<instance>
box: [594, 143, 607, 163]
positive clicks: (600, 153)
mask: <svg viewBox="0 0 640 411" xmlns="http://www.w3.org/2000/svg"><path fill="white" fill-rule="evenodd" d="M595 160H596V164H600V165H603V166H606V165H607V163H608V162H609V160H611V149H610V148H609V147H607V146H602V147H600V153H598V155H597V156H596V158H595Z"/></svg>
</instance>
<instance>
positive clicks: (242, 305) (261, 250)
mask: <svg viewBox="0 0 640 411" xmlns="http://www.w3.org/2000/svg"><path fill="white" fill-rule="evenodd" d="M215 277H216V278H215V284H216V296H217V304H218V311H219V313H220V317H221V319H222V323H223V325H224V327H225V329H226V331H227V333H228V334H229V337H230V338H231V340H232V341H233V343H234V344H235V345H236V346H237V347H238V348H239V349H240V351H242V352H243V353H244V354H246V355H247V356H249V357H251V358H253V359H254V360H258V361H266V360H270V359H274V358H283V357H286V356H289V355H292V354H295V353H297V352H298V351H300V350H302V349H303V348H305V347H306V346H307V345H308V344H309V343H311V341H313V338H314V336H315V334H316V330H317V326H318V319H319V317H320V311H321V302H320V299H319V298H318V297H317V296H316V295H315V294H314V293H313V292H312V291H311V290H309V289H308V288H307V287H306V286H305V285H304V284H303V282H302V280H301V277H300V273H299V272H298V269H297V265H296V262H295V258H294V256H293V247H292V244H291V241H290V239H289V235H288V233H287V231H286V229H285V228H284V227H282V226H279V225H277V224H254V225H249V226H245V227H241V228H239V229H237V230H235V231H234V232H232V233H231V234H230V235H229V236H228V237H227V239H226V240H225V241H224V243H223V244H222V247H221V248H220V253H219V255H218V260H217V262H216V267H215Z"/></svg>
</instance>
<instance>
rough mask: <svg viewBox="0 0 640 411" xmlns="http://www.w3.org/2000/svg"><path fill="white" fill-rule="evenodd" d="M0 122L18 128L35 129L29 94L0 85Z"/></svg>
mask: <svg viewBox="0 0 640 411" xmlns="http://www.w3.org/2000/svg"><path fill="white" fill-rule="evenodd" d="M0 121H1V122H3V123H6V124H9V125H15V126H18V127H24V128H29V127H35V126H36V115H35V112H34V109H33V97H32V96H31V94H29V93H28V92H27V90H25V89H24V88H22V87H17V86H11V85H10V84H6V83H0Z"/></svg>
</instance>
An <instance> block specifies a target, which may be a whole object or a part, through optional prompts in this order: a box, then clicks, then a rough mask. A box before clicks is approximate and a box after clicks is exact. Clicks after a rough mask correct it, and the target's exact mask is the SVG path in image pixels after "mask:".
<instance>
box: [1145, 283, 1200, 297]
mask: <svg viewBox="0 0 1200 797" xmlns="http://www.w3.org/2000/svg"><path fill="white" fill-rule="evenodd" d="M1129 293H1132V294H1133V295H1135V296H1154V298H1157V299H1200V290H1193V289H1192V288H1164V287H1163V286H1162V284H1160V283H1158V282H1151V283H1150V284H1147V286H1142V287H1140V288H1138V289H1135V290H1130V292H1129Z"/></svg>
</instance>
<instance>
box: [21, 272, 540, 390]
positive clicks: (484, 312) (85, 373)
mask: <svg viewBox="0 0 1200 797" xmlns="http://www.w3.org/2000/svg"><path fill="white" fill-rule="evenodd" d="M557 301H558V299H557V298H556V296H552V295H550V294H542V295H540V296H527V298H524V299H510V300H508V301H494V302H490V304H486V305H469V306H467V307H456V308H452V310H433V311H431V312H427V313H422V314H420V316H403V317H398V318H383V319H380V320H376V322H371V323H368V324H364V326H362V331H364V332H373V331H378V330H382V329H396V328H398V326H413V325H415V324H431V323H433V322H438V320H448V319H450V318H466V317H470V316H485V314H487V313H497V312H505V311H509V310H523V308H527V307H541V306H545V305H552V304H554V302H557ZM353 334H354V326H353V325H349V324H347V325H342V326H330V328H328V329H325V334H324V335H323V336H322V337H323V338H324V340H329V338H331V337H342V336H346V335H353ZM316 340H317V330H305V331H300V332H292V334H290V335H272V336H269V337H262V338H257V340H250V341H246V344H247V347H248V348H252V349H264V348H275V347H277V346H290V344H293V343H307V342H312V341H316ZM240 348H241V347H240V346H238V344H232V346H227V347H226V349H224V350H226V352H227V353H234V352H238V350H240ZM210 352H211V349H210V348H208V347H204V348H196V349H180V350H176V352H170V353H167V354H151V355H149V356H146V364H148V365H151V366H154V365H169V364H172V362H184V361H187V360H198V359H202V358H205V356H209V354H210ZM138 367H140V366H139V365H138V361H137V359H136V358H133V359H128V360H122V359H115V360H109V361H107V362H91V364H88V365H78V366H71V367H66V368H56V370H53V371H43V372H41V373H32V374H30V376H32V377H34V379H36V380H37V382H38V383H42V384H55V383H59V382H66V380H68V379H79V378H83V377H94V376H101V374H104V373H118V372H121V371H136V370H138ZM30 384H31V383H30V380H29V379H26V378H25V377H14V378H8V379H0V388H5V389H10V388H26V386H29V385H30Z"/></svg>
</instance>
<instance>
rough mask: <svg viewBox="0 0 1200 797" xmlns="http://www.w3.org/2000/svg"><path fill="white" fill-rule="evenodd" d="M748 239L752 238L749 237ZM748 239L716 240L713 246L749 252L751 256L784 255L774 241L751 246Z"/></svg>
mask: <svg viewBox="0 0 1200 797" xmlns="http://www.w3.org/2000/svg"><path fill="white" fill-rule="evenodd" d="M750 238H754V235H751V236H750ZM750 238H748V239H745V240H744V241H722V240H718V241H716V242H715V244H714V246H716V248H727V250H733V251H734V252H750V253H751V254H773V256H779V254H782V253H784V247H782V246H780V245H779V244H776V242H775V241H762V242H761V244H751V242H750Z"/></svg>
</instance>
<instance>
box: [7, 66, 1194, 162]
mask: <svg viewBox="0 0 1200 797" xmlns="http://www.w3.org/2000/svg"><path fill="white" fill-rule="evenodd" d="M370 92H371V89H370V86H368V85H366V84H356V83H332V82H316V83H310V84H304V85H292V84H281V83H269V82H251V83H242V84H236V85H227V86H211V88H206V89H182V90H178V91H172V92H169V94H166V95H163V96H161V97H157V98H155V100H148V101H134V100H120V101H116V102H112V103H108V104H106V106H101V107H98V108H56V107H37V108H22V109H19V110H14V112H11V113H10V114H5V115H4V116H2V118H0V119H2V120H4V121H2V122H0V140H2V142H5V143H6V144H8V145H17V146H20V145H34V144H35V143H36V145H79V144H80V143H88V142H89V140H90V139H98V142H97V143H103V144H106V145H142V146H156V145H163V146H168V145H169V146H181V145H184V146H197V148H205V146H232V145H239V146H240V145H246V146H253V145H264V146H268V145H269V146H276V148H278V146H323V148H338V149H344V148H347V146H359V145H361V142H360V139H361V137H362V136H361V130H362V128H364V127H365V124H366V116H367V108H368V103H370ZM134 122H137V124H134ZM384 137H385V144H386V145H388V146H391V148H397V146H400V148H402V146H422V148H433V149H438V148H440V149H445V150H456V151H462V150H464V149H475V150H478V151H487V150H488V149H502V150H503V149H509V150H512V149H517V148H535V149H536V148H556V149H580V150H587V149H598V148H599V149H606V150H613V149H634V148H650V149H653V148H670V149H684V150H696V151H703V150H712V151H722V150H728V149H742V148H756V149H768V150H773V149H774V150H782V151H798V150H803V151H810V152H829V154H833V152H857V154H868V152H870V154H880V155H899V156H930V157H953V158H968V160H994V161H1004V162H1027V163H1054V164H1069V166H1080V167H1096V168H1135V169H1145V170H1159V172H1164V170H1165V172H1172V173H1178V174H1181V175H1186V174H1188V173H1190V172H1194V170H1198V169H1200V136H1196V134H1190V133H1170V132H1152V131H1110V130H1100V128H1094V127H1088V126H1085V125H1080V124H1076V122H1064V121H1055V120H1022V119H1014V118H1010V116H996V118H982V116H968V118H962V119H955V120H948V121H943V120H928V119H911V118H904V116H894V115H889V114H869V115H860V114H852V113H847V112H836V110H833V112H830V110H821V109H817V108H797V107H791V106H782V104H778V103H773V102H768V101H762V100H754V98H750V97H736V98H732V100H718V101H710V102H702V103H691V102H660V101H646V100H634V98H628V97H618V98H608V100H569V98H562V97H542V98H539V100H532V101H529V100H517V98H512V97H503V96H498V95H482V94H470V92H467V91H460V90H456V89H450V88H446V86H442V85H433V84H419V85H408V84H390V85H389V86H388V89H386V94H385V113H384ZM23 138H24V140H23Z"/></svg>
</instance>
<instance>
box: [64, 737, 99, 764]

_ _ _ _

#### [TASK TO COMPLETE]
From the listing above, pull out every line that includes the word "positive".

#### [REPLY]
positive clicks: (600, 153)
positive clicks: (242, 305) (261, 250)
positive clicks: (484, 312) (85, 373)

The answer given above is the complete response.